**Your tasks**:
#1 According to the text on how social evils are connected, what does turning a legal blind eye to suicide lead to first?
#2 Could you resume the text on how social evils are connected, picking up right after its final sentence?

The bit by bit workings of this disaster, along with that of the gay 'marriage' one, and a host of others (pedophilia, funny money, etc) show one thing that people just don't want to hear or heed: things are connected. You cannot say "let's just ignore" this or that or the other evil, and think that it will be a self-contained little cancer that never escapes its pocket. (Publicly) Unhampered pre-marital sex leads to cohabitation leads to degradation of marriage leads to rampant divorce leads to gay 'marriage' and psychotic children and poverty and failed schools etc. Turning a (legal) blind eye to suicide leads to pro-death counsel leads to assisted suicide leads to advertising for death leads to grandpa deciding he "mustn't be a burden" on the family leads to helping grandma off the cliff whether she wanted or not and forthright murder for convenience and for fun. Unrestrained entitlement programs lead to overspending leads to debt financing leads to habituation in spending beyond your means leads to economic chaos and ruin and poverty and slavery, as well as rampant lying by politicians, falsifying by gov. officials and economists, etc.

Society is connected in so many ways of culture, custom, habit, etc, that playing hooky with one aspect affects other aspects whether you want it to or not. Deciding to change one component without looking at all the ways you can SEE the connectedness, and then reflecting on the fact that usually there are all sorts of connections that you don't readily see but are there just the same, is really a kind of hubris. It's the kind of hubris that leads activist judges to feel free to smash a 5000 year custom to bits because it gets in the way of one distinct good. It's the kind of overweening pride that makes modernists and post-modernists think they can just remake society and man to be whatever they feel like.

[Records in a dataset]
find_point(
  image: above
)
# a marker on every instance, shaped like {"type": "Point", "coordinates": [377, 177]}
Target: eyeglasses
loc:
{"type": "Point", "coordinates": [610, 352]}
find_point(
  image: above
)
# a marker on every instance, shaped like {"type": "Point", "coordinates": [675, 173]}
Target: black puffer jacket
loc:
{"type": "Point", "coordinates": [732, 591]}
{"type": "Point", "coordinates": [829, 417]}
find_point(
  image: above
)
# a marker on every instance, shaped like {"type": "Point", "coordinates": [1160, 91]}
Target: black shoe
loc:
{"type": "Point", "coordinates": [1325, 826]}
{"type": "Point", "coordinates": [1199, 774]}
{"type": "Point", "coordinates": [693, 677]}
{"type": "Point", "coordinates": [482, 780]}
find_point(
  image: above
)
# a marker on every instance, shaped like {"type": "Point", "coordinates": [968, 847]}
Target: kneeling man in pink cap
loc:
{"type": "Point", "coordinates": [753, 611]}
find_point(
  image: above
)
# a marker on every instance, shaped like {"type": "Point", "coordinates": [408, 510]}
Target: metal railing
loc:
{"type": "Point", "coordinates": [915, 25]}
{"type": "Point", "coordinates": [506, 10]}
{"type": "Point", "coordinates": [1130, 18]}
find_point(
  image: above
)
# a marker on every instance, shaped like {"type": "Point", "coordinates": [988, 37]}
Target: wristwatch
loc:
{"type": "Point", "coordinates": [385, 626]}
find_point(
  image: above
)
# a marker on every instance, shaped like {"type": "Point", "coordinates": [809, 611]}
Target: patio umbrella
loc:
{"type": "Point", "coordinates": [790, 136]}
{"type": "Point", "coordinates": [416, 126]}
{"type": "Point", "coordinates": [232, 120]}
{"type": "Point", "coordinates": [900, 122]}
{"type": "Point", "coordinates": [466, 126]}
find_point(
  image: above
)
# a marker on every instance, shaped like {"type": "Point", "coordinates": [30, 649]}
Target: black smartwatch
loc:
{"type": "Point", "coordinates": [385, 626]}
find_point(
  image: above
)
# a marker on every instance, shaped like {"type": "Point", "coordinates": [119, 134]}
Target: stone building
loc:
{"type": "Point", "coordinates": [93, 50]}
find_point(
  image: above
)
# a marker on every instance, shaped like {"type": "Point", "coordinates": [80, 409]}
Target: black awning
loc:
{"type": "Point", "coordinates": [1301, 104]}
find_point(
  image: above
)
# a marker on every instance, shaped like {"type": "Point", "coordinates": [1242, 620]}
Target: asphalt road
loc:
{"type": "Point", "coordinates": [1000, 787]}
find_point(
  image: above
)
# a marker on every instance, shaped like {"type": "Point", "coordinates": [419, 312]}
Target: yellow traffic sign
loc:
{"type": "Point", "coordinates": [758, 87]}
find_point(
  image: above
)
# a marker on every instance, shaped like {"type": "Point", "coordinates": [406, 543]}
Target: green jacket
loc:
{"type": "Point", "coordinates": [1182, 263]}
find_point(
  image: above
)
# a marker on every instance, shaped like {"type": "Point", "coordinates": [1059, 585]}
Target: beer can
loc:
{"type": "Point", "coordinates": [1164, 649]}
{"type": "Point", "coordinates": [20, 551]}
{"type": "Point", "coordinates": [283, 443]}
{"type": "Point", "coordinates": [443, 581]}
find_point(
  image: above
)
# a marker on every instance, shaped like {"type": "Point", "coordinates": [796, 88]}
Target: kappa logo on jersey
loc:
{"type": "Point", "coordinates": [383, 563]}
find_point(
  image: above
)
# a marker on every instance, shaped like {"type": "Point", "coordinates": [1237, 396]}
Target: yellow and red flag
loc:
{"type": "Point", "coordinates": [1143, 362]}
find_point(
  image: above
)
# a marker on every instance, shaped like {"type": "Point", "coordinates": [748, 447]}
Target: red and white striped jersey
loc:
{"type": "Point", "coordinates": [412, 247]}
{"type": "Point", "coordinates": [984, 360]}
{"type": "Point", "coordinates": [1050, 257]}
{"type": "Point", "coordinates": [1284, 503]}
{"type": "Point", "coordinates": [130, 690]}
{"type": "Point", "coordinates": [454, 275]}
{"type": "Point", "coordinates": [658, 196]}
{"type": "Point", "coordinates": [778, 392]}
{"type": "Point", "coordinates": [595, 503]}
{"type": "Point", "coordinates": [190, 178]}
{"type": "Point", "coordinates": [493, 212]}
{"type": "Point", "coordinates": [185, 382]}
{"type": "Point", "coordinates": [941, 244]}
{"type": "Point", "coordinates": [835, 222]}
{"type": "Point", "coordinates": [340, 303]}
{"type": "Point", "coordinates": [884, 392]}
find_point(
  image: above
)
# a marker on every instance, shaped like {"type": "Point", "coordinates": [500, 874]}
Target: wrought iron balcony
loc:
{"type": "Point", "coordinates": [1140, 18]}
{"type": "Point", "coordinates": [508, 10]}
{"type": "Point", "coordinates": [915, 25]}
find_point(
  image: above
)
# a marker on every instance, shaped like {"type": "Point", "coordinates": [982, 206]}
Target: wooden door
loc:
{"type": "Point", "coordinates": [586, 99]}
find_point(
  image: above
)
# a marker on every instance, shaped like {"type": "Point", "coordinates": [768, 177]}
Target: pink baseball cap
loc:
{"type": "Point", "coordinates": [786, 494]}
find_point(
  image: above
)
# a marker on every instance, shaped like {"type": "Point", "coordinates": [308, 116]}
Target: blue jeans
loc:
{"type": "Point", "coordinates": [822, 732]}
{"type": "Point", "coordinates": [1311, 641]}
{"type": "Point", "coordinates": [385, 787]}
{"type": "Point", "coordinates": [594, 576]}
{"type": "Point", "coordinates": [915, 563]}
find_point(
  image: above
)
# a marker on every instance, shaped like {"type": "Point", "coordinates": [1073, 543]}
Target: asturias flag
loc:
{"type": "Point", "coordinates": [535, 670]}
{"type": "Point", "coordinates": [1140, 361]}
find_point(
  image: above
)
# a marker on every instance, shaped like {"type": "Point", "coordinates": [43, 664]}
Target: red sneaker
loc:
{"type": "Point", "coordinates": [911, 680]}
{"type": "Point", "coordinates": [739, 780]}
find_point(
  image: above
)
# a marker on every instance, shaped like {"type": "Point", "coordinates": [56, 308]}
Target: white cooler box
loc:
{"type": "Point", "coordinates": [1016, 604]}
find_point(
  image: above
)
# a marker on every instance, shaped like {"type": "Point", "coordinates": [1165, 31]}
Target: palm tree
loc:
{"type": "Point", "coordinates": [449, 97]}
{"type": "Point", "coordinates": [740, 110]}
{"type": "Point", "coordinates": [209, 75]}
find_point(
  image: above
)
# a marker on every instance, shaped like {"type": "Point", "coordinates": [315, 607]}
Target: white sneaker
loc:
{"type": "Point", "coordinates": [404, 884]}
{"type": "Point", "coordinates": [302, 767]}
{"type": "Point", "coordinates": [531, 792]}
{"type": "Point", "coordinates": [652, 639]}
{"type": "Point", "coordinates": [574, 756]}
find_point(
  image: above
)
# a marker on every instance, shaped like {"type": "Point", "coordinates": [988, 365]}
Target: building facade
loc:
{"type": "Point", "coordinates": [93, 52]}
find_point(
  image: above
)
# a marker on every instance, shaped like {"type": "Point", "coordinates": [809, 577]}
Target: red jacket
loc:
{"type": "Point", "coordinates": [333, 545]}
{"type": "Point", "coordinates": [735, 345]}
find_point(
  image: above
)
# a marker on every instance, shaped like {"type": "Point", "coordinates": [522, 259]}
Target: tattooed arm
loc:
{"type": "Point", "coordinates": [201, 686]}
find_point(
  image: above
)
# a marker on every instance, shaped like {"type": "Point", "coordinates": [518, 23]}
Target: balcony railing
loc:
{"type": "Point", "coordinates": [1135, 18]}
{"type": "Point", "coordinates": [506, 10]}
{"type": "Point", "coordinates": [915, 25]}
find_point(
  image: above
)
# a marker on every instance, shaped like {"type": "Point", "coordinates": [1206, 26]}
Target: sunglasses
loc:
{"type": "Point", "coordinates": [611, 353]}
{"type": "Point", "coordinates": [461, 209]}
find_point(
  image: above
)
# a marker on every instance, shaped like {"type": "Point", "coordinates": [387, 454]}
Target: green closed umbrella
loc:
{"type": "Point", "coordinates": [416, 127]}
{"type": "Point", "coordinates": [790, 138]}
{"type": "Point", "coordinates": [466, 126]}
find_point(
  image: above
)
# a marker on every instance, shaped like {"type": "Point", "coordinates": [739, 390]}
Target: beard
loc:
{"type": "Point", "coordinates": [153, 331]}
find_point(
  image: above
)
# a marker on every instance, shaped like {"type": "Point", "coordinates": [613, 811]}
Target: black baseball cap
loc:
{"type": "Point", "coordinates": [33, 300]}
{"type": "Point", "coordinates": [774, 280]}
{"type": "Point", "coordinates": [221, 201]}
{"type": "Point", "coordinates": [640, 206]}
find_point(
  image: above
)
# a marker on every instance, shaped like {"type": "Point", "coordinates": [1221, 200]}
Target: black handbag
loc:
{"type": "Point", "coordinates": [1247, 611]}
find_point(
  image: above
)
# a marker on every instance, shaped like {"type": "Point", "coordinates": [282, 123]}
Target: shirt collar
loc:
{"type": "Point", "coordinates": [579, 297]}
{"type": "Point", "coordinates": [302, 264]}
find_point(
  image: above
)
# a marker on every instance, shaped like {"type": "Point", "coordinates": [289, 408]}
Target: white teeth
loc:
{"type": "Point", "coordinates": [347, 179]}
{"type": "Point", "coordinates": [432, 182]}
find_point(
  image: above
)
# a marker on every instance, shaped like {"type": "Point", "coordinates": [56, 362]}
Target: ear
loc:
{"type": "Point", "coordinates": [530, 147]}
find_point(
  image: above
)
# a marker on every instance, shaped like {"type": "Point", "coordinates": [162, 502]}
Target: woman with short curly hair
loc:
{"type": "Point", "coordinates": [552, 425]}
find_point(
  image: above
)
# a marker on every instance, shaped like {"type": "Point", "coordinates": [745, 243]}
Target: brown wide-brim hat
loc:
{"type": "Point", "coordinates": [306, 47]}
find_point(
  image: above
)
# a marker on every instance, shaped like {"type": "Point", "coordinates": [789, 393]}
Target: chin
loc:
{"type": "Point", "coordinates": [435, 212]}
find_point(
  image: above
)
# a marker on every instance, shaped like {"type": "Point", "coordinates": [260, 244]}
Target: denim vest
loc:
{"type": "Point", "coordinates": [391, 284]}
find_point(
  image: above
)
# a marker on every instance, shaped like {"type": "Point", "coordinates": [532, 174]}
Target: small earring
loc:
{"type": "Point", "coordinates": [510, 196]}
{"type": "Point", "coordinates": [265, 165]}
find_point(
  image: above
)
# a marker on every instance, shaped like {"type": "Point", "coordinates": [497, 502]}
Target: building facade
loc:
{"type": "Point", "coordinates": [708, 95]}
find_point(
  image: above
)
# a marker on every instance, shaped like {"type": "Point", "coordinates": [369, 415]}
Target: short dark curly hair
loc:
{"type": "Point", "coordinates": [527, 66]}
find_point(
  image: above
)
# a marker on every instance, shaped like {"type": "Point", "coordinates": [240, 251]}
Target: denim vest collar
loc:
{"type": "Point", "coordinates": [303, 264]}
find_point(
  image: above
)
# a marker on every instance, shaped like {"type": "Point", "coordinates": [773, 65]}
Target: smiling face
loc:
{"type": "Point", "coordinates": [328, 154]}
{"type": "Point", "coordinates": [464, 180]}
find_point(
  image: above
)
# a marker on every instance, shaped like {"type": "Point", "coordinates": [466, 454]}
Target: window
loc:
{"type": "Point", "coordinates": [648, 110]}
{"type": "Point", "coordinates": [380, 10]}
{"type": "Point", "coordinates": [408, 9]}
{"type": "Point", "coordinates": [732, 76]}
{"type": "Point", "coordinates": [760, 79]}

**Answers to the exercise**:
#1 Pro-death counsel.

#2
The gradual decriminalization of suicide took place long enough ago that the connectedness of this to what we are now seeing was _somewhat_ less obvious than it has become, but I still think the handwriting was on the wall. Probably the assumption in the minds of lawmakers was that suicide could be decriminalized for compassionate reasons while keeping the genie in the bottle, because *of course* the law would still recognize that it is permissible to prevent people from committing suicide and to punish those who urge, aid, and abet it. I would guess that, had this test case come up, say, forty years ago, the result would have been different. According to La Wik: "By the late 1980s, thirty of the fifty states had no laws against suicide or suicide attempts but every state had laws declaring it to be a felony to aid, advise or encourage another person to commit suicide. By the early 1990s only two states still listed suicide as a crime, and these have since removed that classification." So this judicial reasoning is, as so often happens, applicable to _many_ state laws of long duration.

But I think this extension of "free speech" rights to "advising or encouraging another to commit suicide" should have been foreseen at least as comparatively recently as the 80's, when many of the laws against suicide appear to have been taken off the books.